__REQUIREMENT__:
Can you write out every item below again, requests included, scaling each bounding-box coordinate in the answers by 2.6 and rounding to whole numbers, with halves rounded up?

__DATA FOR PROCESSING__:
============================================================
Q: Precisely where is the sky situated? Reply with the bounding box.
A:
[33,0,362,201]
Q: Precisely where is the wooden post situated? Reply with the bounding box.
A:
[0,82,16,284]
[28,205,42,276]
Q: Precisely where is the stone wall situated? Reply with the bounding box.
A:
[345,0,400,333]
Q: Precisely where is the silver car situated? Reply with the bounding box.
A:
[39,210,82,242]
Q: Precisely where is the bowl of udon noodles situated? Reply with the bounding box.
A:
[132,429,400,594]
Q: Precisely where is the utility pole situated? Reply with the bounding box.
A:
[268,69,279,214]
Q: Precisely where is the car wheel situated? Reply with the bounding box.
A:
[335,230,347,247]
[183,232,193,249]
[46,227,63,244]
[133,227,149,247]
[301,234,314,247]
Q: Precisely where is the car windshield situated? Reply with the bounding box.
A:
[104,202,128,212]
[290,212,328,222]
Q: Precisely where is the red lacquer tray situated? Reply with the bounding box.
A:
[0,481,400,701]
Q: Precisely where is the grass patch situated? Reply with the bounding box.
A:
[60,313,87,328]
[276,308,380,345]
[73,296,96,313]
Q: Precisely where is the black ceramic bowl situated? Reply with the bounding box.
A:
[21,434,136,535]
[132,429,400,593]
============================================================
__SOLVED EXERCISE__:
Q: Precisely where is the sky situated? Reply with the bounding box.
A:
[86,0,941,523]
Q: Precisely where is the wooden post situated? Reply with the bounding box.
A:
[0,213,42,738]
[73,533,109,718]
Q: Precisely where is the stone wall situated? Reply with the bounding box.
A:
[897,0,1040,866]
Q: Precisely where is the silver car situated? Reply with the bounding box.
A:
[101,546,213,629]
Q: Precisely where is the bowl of udon noodles situated? Reply with the bounding box.
A:
[343,1115,1040,1544]
Q: Precisely where is the utility pole situated? Reply with the bounding box.
A:
[697,179,725,556]
Q: Precisely where is the car wheel situated? Reply with the bounding box.
A:
[871,598,902,642]
[476,603,502,647]
[120,590,164,634]
[346,590,387,642]
[783,608,816,642]
Q: Precisely where is the car windshield situated? Reply with the bounding box.
A:
[270,525,333,551]
[754,551,853,577]
Q: Precisely where is the red lacquer tray situated? Reply with the bounding box.
A:
[0,1251,1040,1823]
Q: Precisely where is the grass patch situated? Reply with the bounding box.
A:
[156,814,226,853]
[718,801,988,897]
[190,770,250,814]
Q: Precisely where is the black ceramic bowl situated? Reply with the bounding box.
A:
[55,1128,354,1391]
[343,1115,1040,1542]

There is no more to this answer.